### Problem to solve
The listing is to be duplicated in full, exactly as written.
---*---
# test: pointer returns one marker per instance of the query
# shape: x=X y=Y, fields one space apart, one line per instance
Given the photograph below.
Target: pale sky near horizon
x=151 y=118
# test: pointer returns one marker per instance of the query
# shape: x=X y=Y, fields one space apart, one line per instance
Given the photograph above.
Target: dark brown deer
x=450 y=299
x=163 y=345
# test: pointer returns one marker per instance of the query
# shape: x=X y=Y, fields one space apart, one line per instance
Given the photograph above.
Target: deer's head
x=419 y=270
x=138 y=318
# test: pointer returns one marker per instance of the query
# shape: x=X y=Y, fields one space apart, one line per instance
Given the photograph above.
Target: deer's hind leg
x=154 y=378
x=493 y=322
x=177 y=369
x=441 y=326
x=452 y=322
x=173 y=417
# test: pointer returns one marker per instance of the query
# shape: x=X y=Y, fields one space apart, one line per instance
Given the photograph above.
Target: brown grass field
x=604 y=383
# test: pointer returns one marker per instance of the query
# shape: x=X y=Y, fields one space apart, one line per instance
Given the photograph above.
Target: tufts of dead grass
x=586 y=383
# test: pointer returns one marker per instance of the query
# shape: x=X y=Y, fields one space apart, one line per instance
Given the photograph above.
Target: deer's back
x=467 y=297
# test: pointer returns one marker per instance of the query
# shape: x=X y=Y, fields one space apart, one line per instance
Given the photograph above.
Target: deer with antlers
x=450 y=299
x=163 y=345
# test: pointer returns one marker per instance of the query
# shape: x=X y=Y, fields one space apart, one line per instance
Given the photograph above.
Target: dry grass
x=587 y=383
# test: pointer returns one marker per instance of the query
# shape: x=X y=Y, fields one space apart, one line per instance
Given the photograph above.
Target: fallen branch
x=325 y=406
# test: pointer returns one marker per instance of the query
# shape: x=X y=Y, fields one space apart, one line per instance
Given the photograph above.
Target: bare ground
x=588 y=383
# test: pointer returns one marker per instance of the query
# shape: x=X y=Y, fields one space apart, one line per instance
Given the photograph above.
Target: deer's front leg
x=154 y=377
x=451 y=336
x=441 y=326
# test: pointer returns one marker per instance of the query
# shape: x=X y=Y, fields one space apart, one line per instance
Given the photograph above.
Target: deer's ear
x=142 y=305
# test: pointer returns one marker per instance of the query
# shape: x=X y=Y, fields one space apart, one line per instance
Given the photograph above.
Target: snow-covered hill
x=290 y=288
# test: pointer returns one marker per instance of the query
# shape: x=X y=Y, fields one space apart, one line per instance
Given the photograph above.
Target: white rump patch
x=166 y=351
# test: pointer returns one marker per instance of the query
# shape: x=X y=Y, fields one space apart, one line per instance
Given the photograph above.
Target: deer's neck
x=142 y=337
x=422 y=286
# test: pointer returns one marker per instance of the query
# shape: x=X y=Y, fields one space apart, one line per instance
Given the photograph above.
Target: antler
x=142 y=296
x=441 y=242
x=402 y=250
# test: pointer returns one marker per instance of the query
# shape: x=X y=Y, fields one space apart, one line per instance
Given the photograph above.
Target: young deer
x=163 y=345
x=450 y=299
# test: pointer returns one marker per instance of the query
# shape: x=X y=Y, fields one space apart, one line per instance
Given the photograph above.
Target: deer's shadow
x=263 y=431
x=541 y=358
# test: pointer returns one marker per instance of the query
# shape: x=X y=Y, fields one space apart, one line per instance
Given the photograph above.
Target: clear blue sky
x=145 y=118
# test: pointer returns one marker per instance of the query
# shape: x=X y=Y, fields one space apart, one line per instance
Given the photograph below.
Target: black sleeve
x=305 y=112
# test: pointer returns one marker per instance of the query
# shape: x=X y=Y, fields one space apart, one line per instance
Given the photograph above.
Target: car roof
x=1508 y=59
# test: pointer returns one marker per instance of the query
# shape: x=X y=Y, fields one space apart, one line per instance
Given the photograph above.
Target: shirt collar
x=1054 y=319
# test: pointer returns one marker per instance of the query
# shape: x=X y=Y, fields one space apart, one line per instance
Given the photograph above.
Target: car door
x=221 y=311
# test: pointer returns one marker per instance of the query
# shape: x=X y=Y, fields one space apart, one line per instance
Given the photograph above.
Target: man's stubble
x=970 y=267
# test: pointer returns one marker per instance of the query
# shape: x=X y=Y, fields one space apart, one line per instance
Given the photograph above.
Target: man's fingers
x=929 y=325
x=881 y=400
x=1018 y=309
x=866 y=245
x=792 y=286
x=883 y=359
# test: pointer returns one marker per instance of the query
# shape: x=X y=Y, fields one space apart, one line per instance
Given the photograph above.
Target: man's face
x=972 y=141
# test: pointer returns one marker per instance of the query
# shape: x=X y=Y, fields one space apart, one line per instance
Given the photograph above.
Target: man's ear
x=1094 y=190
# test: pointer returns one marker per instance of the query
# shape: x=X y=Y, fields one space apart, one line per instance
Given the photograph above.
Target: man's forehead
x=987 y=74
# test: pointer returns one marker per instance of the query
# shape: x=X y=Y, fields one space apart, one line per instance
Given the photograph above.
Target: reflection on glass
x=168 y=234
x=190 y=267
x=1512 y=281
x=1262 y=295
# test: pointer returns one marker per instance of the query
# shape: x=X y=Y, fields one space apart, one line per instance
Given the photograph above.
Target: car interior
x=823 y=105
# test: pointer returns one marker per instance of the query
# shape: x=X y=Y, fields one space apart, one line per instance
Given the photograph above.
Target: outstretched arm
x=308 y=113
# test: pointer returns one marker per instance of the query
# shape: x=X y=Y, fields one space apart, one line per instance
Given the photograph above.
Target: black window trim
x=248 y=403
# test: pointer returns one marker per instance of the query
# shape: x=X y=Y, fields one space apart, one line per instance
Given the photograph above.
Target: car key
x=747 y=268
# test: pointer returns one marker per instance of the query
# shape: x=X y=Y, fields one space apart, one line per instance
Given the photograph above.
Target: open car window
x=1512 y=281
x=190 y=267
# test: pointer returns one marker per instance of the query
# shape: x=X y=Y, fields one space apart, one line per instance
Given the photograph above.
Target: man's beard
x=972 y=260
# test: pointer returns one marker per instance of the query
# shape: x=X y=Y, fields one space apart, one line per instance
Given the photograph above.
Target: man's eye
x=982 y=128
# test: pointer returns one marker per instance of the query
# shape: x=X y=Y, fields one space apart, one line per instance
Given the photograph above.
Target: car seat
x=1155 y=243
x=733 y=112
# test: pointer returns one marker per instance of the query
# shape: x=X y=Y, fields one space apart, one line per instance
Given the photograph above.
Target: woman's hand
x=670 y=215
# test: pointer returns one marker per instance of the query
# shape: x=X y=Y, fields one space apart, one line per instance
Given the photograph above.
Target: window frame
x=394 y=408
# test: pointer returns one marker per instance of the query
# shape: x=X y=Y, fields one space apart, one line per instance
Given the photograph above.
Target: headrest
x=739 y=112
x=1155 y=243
---*---
### Finished task
# test: pointer returns one marker per instance of the query
# shape: x=X y=Y, fields one space apart, one line per instance
Given the photograph below.
Target: pale sky near horizon
x=151 y=118
# test: pointer returns one marker per instance of the query
# shape: x=X y=Y, fields one space apart, one line per instance
Given the photograph above.
Target: dark brown deer
x=450 y=299
x=163 y=345
# test: pointer returns one marker per instance of the query
# shape: x=X y=Y, fields one space apart, one line per instance
Given the photograph above.
Target: deer's head
x=419 y=270
x=138 y=318
# test: pointer returns one marker per instance of the query
# shape: x=X y=Y, fields one space apart, one line per instance
Given the photograph above.
Target: deer's hind leg
x=154 y=378
x=493 y=322
x=177 y=369
x=441 y=326
x=452 y=322
x=173 y=417
# test: pointer returns one marker per instance of the query
# shape: x=X y=Y, fields one space apart, one line per instance
Given the photograph above.
Target: brown grass field
x=604 y=383
# test: pointer returns one marker per instance of the query
# shape: x=X y=Y, fields one space apart, one line per instance
Given the photograph above.
Target: tufts of dead grass
x=586 y=383
# test: pointer returns one marker per instance of the query
# shape: x=X y=Y, fields one space apart, one line per instance
Given the photograph above.
Target: deer's back
x=467 y=297
# test: pointer returns one marker per instance of the query
# shape: x=X y=Y, fields one space apart, one line per instance
Given the photograph above.
Target: deer with antlers
x=450 y=299
x=163 y=345
# test: pointer returns one marker per instance of the query
# shape: x=X y=Y, fields one space apart, one line per instance
Given the photograph above.
Target: dry grass
x=587 y=383
# test: pointer returns one marker per instance of the query
# shape: x=X y=Y, fields one space apart, one line per instance
Given the photograph above.
Target: fallen branch
x=325 y=406
# test: pointer returns one marker per instance of the query
# shape: x=X y=Y, fields one space apart, one line per instance
Given the photograph above.
Target: bare ground
x=588 y=383
# test: pointer returns one marker per instance of the query
# shape: x=X y=Y, fields one space apart, one line per instance
Given the photograph above.
Target: deer's front leg
x=154 y=377
x=451 y=336
x=441 y=326
# test: pointer returns one marker per instance of the query
# shape: x=X y=Y, fields one space apart, one line per instance
Given the photograph above.
Target: deer's ear
x=142 y=305
# test: pointer returns one marker per instance of the query
# shape: x=X y=Y, fields one space apart, one line per instance
Given the photograph above.
Target: snow-covered hill
x=290 y=288
# test: pointer returns one marker per instance of the query
# shape: x=X y=Y, fields one space apart, one line per instance
Given the photograph above.
Target: white rump patch
x=166 y=351
# test: pointer returns one marker per instance of the query
# shape: x=X y=Y, fields one space apart, one line per instance
Given the photograph above.
Target: deer's neck
x=142 y=337
x=422 y=286
# test: pointer returns one marker per instance of the query
# shape: x=X y=Y, fields one space apart, one line per instance
Given the photograph above.
Target: antler
x=142 y=296
x=441 y=242
x=402 y=250
# test: pointer returns one marker per instance of the query
# shape: x=X y=Y, fields one space apart, one line per instance
Given the photograph above.
Target: young deer
x=163 y=345
x=450 y=299
# test: pointer returns one marker per instance of the query
# shape: x=X y=Y, fields one space apart, one line per instance
Given the photograph above.
Target: deer's shadow
x=263 y=431
x=541 y=358
# test: pointer returns one marker per instance of the query
# shape: x=X y=Y, fields one space apart, one line per instance
Given the photograph above.
Target: clear blue sky
x=145 y=118
# test: pointer returns one marker per instance of the query
# shape: x=X y=Y, fields one space apart, one line per instance
Given the photograph below.
Target: black sleeve
x=305 y=112
# test: pointer returns one marker per instance of the query
# shape: x=X y=Y, fields one space apart, one line per instance
Given the photograph above.
Target: car roof
x=1508 y=59
# test: pointer returns one marker per instance of the query
# shape: x=X y=Y, fields one space apart, one line per instance
Given the photograph above.
Target: shirt collar
x=1054 y=319
# test: pointer returns one marker per instance of the query
# shape: x=X y=Y, fields one space apart, one line per instance
Given the photograph above.
Target: car door
x=221 y=311
# test: pointer returns one marker per instance of the query
# shape: x=X y=Y, fields one space apart, one line per instance
Given the photograph above.
Target: man's stubble
x=970 y=267
# test: pointer returns one marker per instance of the query
# shape: x=X y=Y, fields one space apart, one line per instance
Given the photograph above.
Target: man's fingers
x=929 y=325
x=881 y=400
x=1018 y=309
x=866 y=245
x=792 y=286
x=883 y=359
# test: pointer returns one marker per instance of the query
# shape: x=X y=Y, fields one space apart, one line per instance
Given the photograph above.
Target: man's face
x=972 y=141
# test: pointer returns one marker per instance of the query
# shape: x=X y=Y, fields one space apart, one line per instance
Given the photograph above.
Target: man's ear
x=1094 y=190
# test: pointer returns one marker per instance of the query
# shape: x=X y=Y, fields one space apart, one line per instance
Given the photograph above.
Target: man's forehead
x=987 y=74
# test: pointer returns one marker per instance of the query
# shape: x=X y=Y, fields one space apart, one line per instance
Given the photograph above.
Target: reflection on glass
x=168 y=234
x=190 y=267
x=1512 y=281
x=1262 y=295
# test: pointer returns one marker per instance of the query
# shape: x=X y=Y, fields one space apart, one line per instance
Given the photograph above.
Target: car interior
x=823 y=105
# test: pointer returns one marker per instance of the query
# shape: x=X y=Y, fields one space apart, one line per instance
Given the photograph above.
Target: outstretched arm
x=308 y=113
# test: pointer returns one marker per instance of the query
# shape: x=X y=Y, fields one space apart, one line per instance
Given the photograph above.
Target: black window trim
x=248 y=403
# test: pointer returns one marker per instance of the query
# shape: x=X y=Y, fields one space apart, one line per instance
Given the photograph above.
Target: car key
x=747 y=268
# test: pointer returns one marker per instance of the query
# shape: x=X y=Y, fields one space apart, one line per instance
Given the photograph above.
Target: open car window
x=1512 y=281
x=190 y=267
# test: pointer returns one marker per instance of the query
# shape: x=X y=Y, fields one space apart, one line per instance
Given the photograph above.
Target: man's beard
x=972 y=260
# test: pointer returns one marker per instance of the query
# shape: x=X y=Y, fields one space apart, one line per instance
Given the photograph above.
Target: man's eye
x=982 y=128
# test: pointer returns one marker per instance of the query
# shape: x=X y=Y, fields one space apart, one line per instance
Given the photograph above.
Target: car seat
x=1155 y=243
x=733 y=112
# test: pointer returns one marker per instance of the query
# shape: x=X y=Y, fields one space apart, one line per instance
Given the photograph above.
Target: woman's hand
x=670 y=215
# test: pointer returns one marker per instance of the query
# shape: x=X y=Y, fields one space apart, one line per instance
Given the photograph above.
Target: window frame
x=394 y=408
# test: pointer returns one marker per instance of the query
# shape: x=X y=Y, fields one space apart, one line per instance
Given the photograph above.
Target: headrest
x=739 y=112
x=1155 y=243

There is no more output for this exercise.